GIVEN REQUEST - Copy the material below from the line containing "back in it, returning each bounding box." through its final line, keeping every request in place, and shift each bounding-box coordinate up by 42.

TASK DATA -
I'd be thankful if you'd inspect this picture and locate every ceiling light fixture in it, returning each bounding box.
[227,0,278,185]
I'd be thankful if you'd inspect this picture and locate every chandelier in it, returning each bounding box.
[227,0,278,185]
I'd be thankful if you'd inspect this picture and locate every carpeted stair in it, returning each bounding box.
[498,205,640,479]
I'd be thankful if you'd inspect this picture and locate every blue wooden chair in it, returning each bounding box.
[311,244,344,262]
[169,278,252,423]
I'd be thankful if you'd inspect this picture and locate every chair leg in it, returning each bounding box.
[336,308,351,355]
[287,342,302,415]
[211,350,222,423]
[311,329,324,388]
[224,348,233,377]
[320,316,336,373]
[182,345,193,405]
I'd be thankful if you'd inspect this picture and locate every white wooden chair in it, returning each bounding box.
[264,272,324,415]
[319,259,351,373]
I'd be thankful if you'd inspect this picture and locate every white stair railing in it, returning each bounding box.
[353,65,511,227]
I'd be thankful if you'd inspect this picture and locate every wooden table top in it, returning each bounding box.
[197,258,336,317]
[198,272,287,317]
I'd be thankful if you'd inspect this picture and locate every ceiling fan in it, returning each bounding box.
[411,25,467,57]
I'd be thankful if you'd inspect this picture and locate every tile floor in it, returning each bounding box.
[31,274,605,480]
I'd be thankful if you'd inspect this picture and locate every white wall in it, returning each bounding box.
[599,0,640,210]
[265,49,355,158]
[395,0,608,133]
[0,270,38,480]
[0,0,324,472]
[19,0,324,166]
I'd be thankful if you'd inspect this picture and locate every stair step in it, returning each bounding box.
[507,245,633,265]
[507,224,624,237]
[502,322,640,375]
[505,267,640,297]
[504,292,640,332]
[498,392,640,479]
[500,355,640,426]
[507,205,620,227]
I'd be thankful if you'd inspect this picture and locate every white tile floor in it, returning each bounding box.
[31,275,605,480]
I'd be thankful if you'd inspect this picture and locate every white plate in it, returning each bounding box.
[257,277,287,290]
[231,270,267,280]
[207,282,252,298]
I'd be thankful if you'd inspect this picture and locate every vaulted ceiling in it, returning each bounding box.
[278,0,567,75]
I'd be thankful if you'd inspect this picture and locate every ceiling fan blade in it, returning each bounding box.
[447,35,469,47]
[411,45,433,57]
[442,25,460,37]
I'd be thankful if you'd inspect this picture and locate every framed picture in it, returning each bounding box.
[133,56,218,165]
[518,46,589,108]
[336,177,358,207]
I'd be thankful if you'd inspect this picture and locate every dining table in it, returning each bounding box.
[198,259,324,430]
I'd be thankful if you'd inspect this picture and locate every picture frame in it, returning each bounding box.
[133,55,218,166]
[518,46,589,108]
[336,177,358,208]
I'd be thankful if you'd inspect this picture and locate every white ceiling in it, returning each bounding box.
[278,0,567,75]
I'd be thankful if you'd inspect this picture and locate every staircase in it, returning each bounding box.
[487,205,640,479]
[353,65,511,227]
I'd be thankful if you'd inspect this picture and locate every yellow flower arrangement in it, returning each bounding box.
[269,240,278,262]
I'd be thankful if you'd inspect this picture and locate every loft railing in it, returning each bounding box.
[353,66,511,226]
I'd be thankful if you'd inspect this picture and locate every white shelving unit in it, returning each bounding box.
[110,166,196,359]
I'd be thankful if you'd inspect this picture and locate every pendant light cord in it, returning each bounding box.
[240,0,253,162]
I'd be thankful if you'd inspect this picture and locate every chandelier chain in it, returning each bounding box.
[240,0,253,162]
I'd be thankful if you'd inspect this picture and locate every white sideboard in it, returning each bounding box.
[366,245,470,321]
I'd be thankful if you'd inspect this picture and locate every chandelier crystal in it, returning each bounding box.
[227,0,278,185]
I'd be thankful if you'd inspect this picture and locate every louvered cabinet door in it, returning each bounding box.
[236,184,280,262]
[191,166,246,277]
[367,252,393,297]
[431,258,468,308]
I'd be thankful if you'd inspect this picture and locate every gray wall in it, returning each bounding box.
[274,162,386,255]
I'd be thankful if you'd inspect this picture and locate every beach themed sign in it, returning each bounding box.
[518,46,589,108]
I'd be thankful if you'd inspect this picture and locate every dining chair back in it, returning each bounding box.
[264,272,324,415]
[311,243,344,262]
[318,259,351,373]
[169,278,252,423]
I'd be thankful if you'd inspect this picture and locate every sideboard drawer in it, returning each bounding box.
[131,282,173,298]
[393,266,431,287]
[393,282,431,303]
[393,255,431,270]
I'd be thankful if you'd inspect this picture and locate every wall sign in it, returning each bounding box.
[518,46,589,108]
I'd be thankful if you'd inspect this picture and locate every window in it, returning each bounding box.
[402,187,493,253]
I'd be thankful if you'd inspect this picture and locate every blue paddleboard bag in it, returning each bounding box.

EXERCISE SOLUTION -
I'd be thankful if you'd inspect this picture and locate every dining chair back in it, returning each bounding box.
[306,314,366,457]
[353,285,386,304]
[360,301,393,415]
[211,320,294,465]
I'd be thankful if you'd inspect this picture and locate every sideboard drawer in it, returning each bounding box.
[173,324,215,340]
[435,308,473,329]
[435,324,473,345]
[435,297,473,312]
I'd be thankful if you'd inspect this picture and locate every wall sign in it, returning each bounding box.
[560,88,631,150]
I'd be thankful if you'd inspect this picture and locate every window in it, returning each bounding box.
[444,229,535,295]
I'd be thankful if you'd inspect this picture and locate every blue paddleboard bag in it, returning each bounding box.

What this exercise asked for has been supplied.